Document passage below:

St. Louis, MO—The common practice is for clinicians to advise children with mild asthma to use a steroid inhaler daily, adding in a bronchodilator when symptoms occur.

A new study suggests a different protocol, however. The report in the Journal of Allergy and Clinical Immunology: In Practice found that as-needed use of both inhalers is just as effective for mild asthma as the traditional protocol.

The Washington University School of Medicine–led research focused on African American children, who are disproportionately affected by asthma.

“We were pleased to find that as-needed treatment based on symptoms can deliver similar asthma control with less medication,” said first author Kaharu Sumino, MD, an associate professor of medicine. “Patients in the group that used both inhalers as needed used about one-fourth the steroid dose of the group that inhaled a prescribed daily amount. We also were pleased to see that the patients and families felt that they had more ownership over their asthma management when practicing as-needed treatment.”

The rate of asthma among African American children is 13.4%, nearly double the 7.4% rate in white children, according to background information in the article.

The study was conducted by primary care doctors at multiple pediatric practices throughout the St. Louis area. The authors maintain that this suggests the new strategy is widely applicable in a real-world setting, adding that the approach reduced the amount of steroid medication used by the children each month by nearly 75%.

Included in the study were 206 African American children, ages 6 to 17 years, with mild asthma that was adequately controlled with asthma-controller steroid medication. Participants saw their own pediatricians at 12 primary care providers throughout St. Louis.

Patients were randomly assigned to one of two groups:
• Each participant in one group was advised to take a dose from an inhaler containing the steroid beclomethasone as needed when symptoms arose, along with the rescue bronchodilator albuterol. Patients were told that symptoms that might prompt the use of medication include shortness of breath, tightness in the chest, coughing, wheezing, and difficulty performing physical activities.
• Each participant in the second group was advised to take a specific inhaled dose of the steroid beclomethasone daily, regardless of symptoms, plus the rescue bronchodilator as needed in response to symptoms, as has been the standard recommendation for almost 30 years by the Global Initiative for Asthma guidelines.

End of Document passage.
Data to examine below:

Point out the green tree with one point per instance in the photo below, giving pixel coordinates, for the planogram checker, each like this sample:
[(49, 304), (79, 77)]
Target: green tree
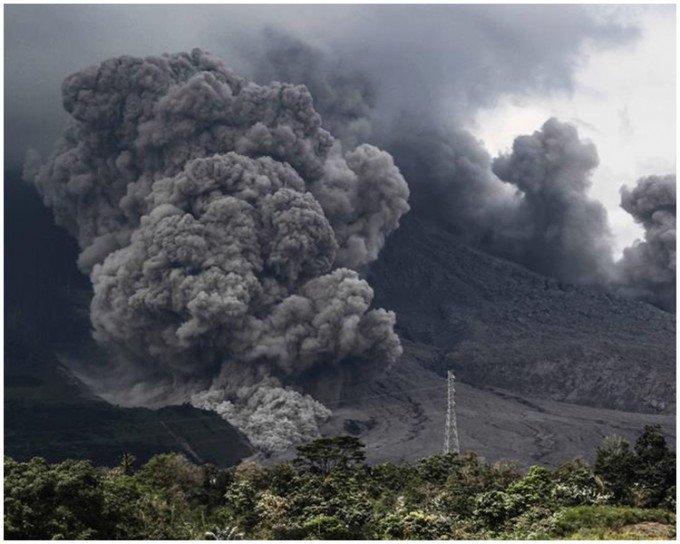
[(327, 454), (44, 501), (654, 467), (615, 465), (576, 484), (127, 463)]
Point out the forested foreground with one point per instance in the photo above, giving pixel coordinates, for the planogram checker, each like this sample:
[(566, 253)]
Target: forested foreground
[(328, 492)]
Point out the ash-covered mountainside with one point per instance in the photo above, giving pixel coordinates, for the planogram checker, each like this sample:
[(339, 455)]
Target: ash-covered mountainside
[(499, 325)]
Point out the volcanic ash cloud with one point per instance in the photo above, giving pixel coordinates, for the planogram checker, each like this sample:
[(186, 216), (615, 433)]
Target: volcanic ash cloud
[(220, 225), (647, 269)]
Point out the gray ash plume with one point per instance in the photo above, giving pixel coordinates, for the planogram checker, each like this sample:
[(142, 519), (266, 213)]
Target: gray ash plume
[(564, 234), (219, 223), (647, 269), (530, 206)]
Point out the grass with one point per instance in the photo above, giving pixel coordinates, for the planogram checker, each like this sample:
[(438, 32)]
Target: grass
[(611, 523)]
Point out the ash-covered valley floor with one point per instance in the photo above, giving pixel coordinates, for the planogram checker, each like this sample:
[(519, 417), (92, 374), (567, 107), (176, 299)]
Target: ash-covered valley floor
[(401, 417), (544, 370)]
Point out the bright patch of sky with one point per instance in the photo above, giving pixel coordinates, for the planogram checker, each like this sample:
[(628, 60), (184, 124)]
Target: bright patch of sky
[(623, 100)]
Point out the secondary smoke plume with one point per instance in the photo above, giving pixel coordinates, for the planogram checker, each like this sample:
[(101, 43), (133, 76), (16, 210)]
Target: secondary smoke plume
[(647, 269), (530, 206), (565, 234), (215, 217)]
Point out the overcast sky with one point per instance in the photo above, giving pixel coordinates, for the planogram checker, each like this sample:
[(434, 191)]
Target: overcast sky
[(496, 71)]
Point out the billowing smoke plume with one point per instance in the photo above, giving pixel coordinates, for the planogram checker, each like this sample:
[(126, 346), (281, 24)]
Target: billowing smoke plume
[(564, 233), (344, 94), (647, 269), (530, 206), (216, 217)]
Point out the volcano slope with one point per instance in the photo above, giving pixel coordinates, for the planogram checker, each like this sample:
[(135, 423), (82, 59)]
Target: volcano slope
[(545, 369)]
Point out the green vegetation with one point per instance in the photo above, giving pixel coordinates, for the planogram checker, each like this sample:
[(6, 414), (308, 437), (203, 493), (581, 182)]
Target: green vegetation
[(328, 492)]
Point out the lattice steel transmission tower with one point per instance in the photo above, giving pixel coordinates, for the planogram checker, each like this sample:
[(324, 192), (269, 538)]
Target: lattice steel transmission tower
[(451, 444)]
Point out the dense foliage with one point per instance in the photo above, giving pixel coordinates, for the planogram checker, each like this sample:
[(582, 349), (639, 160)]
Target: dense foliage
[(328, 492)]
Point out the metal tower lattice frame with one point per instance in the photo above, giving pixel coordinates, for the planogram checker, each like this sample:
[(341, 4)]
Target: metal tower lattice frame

End of Data to examine.

*Exercise requirements*:
**A.** Rewrite the part of the asthma study article that opens with the words containing "Included in the" and closes with "performing physical activities.", putting "breathlessness" in place of "shortness of breath".
**B.** Write what follows the final sentence of the asthma study article.

*Exercise answers*:
**A.**
Included in the study were 206 African American children, ages 6 to 17 years, with mild asthma that was adequately controlled with asthma-controller steroid medication. Participants saw their own pediatricians at 12 primary care providers throughout St. Louis.

Patients were randomly assigned to one of two groups:
• Each participant in one group was advised to take a dose from an inhaler containing the steroid beclomethasone as needed when symptoms arose, along with the rescue bronchodilator albuterol. Patients were told that symptoms that might prompt the use of medication include breathlessness, tightness in the chest, coughing, wheezing, and difficulty performing physical activities.

**B.**
At the end of the 1-year study, the researchers found no differences between groups in surveys of how well the patients’ asthma was controlled, as well as no differences in breathing tests that measure lung function. In addition, no differences were documented in the number of participants who sought extra medical care—such as office or emergency department visits—for asthma attacks.

The new protocol resulted in similar levels of asthma control with almost one-fourth of the exposure to inhaled steroids, the authors concluded, adding, “The mean difference in asthma control between groups was much smaller than the reported minimally important difference, indicating that there is little difference in real-life effectiveness” between symptom-based and provider-determined use of inhaled steroids to control mild asthma in children.

On average, children in the daily-use group used 1,961 mcg of steroids per month, while the symptom-based group used 526 mcg per month.

“Many families are concerned about the cost of this medication as well as the growth-related side effects, and stop taking their steroid medicine altogether. So, it’s nice to show that less medication—used as needed—is just as effective,” Sumino explained. “This as-needed steroid plus rescue albuterol strategy is now recommended in the Global Initiative for Asthma guidelines as one of the options for the treatment of mild asthma. Given the result of our study and others, primary care doctors may tell their patients with mild asthma that they have an alternative effective strategy other than taking the inhaled steroid every day, if they prefer not to do so.”